Try it:
Reproduce every record exactly as given.

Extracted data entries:
****************************************
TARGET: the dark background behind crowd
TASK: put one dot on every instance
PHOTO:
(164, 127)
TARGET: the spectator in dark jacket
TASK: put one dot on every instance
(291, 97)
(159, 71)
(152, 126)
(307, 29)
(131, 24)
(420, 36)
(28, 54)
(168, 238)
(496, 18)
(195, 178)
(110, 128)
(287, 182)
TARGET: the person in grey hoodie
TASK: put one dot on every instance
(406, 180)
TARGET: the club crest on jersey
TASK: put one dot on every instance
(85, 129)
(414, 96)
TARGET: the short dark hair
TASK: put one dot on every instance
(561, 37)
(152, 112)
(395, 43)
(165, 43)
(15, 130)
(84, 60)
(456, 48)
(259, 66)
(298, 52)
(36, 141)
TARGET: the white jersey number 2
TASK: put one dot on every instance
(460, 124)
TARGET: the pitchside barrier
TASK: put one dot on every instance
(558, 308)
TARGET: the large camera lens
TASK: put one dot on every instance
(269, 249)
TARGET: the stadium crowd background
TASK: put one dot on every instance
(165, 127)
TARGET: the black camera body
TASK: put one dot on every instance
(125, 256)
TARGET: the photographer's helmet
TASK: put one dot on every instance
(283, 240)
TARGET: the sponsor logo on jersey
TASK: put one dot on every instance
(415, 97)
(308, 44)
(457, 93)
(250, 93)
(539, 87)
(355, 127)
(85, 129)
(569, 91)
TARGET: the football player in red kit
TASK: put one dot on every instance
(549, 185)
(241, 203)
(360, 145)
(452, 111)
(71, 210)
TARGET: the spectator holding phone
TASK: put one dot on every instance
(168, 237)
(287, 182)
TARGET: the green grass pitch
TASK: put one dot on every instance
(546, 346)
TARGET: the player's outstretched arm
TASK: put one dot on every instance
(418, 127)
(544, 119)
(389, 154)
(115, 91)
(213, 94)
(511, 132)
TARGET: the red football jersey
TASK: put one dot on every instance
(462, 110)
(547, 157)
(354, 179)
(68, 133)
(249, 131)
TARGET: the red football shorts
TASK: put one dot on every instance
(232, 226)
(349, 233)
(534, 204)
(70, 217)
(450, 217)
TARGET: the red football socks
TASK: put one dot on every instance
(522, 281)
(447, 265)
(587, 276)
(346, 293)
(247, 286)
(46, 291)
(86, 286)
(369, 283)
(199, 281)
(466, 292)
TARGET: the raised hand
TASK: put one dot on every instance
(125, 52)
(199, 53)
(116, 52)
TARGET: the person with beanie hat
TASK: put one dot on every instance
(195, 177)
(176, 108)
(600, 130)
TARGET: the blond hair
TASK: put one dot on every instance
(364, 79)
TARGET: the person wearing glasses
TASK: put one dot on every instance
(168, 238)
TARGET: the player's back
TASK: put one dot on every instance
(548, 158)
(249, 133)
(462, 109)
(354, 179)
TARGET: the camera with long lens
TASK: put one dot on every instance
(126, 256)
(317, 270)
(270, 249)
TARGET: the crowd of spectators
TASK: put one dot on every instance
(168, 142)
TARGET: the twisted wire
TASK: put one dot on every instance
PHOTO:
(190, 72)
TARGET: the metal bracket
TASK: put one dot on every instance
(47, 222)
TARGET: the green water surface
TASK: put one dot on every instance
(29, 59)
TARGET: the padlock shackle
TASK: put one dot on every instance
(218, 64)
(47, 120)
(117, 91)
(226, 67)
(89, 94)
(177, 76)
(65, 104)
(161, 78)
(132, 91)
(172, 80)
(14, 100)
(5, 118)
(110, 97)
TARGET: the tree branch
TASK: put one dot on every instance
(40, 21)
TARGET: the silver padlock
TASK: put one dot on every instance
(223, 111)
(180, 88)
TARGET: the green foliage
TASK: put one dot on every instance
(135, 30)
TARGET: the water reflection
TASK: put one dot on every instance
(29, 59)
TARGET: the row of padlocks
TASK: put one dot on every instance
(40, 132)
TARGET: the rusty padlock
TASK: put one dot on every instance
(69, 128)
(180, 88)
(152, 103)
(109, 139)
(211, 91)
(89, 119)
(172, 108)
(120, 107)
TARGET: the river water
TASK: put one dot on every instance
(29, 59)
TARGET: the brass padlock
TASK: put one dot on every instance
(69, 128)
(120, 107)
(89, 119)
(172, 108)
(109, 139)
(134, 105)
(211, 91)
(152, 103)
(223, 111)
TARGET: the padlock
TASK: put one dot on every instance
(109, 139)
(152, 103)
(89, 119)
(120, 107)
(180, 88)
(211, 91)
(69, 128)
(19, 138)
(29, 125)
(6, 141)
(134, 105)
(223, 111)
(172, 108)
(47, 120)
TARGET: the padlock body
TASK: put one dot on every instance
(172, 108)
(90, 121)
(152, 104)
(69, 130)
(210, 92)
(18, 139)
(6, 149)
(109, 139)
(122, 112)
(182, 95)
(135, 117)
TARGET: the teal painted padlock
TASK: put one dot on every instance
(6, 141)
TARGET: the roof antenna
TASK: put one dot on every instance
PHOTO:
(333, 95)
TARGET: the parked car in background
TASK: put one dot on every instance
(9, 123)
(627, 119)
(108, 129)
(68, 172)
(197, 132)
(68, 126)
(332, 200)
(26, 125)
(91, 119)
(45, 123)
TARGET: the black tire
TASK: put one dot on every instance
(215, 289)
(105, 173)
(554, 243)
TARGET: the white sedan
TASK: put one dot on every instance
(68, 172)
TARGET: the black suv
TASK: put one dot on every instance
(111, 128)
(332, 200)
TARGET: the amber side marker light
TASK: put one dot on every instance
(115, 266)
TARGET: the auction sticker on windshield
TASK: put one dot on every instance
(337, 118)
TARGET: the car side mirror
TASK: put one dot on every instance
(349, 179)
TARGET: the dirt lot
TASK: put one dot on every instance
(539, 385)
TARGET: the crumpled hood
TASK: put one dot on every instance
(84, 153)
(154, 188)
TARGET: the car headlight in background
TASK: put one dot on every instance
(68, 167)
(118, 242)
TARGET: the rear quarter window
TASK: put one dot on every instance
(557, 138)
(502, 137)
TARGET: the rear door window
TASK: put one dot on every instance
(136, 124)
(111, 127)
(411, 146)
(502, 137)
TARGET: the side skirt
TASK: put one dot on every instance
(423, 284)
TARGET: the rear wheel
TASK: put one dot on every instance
****************************************
Result of the task:
TARGET: the dark background behind crowd
TASK: put one dot on every instance
PHOTO:
(164, 127)
TARGET: the spectator in dark jacket
TASK: put one dot on every instance
(291, 97)
(159, 71)
(152, 126)
(307, 29)
(131, 24)
(420, 36)
(28, 54)
(168, 238)
(496, 18)
(195, 178)
(110, 128)
(287, 182)
TARGET: the person in grey hoodie
TASK: put one dot on every instance
(406, 180)
TARGET: the club crest on jersey
TASK: put one dot on every instance
(85, 129)
(414, 96)
TARGET: the short dark hair
TASK: put one dot on every instance
(561, 37)
(152, 112)
(395, 43)
(165, 43)
(15, 130)
(84, 60)
(456, 48)
(259, 66)
(298, 52)
(36, 141)
TARGET: the white jersey number 2
TASK: put one dot on every instance
(460, 124)
TARGET: the pitchside barrier
TASK: put one dot on every instance
(558, 308)
TARGET: the large camera lens
TASK: put one dot on every instance
(269, 249)
TARGET: the stadium crowd background
TASK: put one dot on every instance
(165, 127)
TARGET: the black camera body
TASK: put one dot on every instance
(125, 256)
TARGET: the photographer's helmet
TASK: put one dot on every instance
(283, 240)
TARGET: the sponsor logo on jersey
TASK: put one dot on every instance
(415, 97)
(308, 44)
(457, 93)
(250, 93)
(539, 87)
(355, 127)
(85, 129)
(569, 91)
TARGET: the football player in red kit
TASK: put one dot on every instance
(549, 185)
(241, 203)
(360, 145)
(452, 111)
(71, 210)
TARGET: the spectator holding phone
TASK: put one dot on every instance
(168, 237)
(287, 182)
TARGET: the green grass pitch
TASK: put one dot on every instance
(546, 346)
TARGET: the player's outstretched arm
TASK: put one dot on every instance
(418, 127)
(544, 119)
(389, 154)
(115, 91)
(213, 94)
(511, 132)
TARGET: the red football jersey
TASK: put one dot on every instance
(462, 110)
(547, 157)
(354, 179)
(68, 133)
(249, 131)
TARGET: the red football shorts
TASK: put one dot on every instance
(232, 226)
(349, 233)
(534, 204)
(70, 217)
(450, 217)
TARGET: the red football socks
TASK: put one dot on every instance
(522, 281)
(447, 265)
(587, 276)
(346, 293)
(247, 286)
(46, 291)
(86, 286)
(369, 283)
(199, 281)
(466, 292)
TARGET: the raised hand
TASK: put one dot on every instance
(125, 52)
(199, 53)
(116, 52)
TARGET: the person with beanie hat
TASK: put one dot on every instance
(195, 177)
(176, 108)
(600, 130)
TARGET: the blond hair
TASK: put one dot on every instance
(364, 79)
TARGET: the person wearing glasses
TASK: put one dot on every instance
(168, 238)
TARGET: the player's back
TASK: put one dot on every instance
(548, 158)
(249, 133)
(462, 109)
(354, 179)
TARGET: the camera with long lens
TASK: put one dot on every instance
(126, 256)
(317, 270)
(270, 249)
TARGET: the crowd of spectators
TASK: put one dot on every instance
(168, 142)
TARGET: the twisted wire
TASK: put one dot on every instance
PHOTO:
(190, 72)
TARGET: the metal bracket
TASK: put one dot on every instance
(47, 222)
TARGET: the green water surface
TASK: put one dot on every instance
(29, 59)
TARGET: the padlock shackle
TASK: put one dot on every instance
(218, 64)
(47, 120)
(117, 91)
(226, 67)
(89, 94)
(177, 76)
(65, 104)
(161, 78)
(132, 91)
(172, 80)
(14, 100)
(5, 118)
(110, 97)
TARGET: the tree branch
TASK: put one dot on every instance
(40, 21)
TARGET: the silver padlock
TASK: put one dot on every instance
(223, 111)
(180, 88)
TARGET: the green foliage
TASK: put one dot on every instance
(135, 30)
TARGET: the water reflection
TASK: put one dot on every instance
(29, 59)
TARGET: the row of padlocks
TASK: put one dot on every instance
(40, 132)
TARGET: the rusty padlock
TASK: put one dot on every instance
(69, 128)
(180, 88)
(152, 103)
(109, 139)
(211, 91)
(89, 119)
(172, 108)
(120, 107)
TARGET: the river water
TASK: put one dot on every instance
(29, 59)
TARGET: the brass padlock
TASK: put one dot on every instance
(69, 128)
(120, 107)
(89, 119)
(172, 108)
(109, 139)
(134, 105)
(211, 91)
(152, 103)
(223, 111)
TARGET: the padlock
TASK: put one dot on every instance
(109, 139)
(152, 103)
(89, 119)
(120, 107)
(180, 88)
(211, 91)
(69, 128)
(19, 138)
(29, 125)
(6, 141)
(134, 105)
(223, 111)
(172, 108)
(47, 120)
TARGET: the padlock body
TASK: put one dot on every instance
(172, 108)
(90, 121)
(152, 104)
(69, 130)
(210, 92)
(18, 139)
(6, 149)
(109, 139)
(122, 112)
(182, 95)
(135, 117)
TARGET: the teal painted padlock
TASK: put one dot on every instance
(6, 141)
TARGET: the roof antenna
TASK: put one dot on every instance
PHOTO:
(333, 95)
TARGET: the parked car in background
TASK: put one dot on every instance
(9, 123)
(627, 119)
(108, 129)
(68, 172)
(197, 132)
(68, 126)
(332, 200)
(26, 125)
(91, 119)
(45, 123)
TARGET: the black tire
TASK: put one dot on every instance
(215, 289)
(105, 173)
(554, 243)
TARGET: the white sedan
TASK: put one dot on every instance
(68, 172)
TARGET: the black suv
TASK: put one dot on every instance
(111, 128)
(332, 200)
TARGET: the amber side marker light
TASK: put one dot on every instance
(115, 266)
TARGET: the auction sticker on windshield
TASK: put one dot on every instance
(337, 118)
TARGET: the car side mirror
TASK: put one dot on every instance
(349, 179)
TARGET: the dirt lot
TASK: put one dot on every instance
(539, 385)
TARGET: the crumpled hood
TASK: put one dot on every instance
(84, 153)
(154, 188)
TARGET: the car headlight in background
TASK: put one dot on every instance
(68, 167)
(118, 242)
TARGET: the rear quarter window
TASK: put one dot on every instance
(557, 138)
(502, 137)
TARGET: the rear door window
TASK: put one dot on every instance
(136, 124)
(111, 127)
(411, 146)
(502, 137)
TARGET: the side skirt
TASK: put one dot on every instance
(423, 284)
TARGET: the rear wheel
TASK: put one dot on every instance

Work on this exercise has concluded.